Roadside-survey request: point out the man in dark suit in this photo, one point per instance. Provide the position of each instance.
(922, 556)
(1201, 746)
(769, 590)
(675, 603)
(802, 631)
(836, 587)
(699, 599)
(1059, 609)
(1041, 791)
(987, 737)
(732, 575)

■ ■ ■

* [DIRECTIONS]: Reproduce every line of the records above verbatim, without altering any character.

* [EXPECTED ANSWER]:
Roadside-survey request: point out the man in dark suit in this photo, one point per instance. Provide the position of each instance.
(922, 556)
(1201, 746)
(769, 590)
(675, 603)
(802, 631)
(836, 587)
(699, 599)
(1059, 609)
(1041, 791)
(987, 737)
(732, 575)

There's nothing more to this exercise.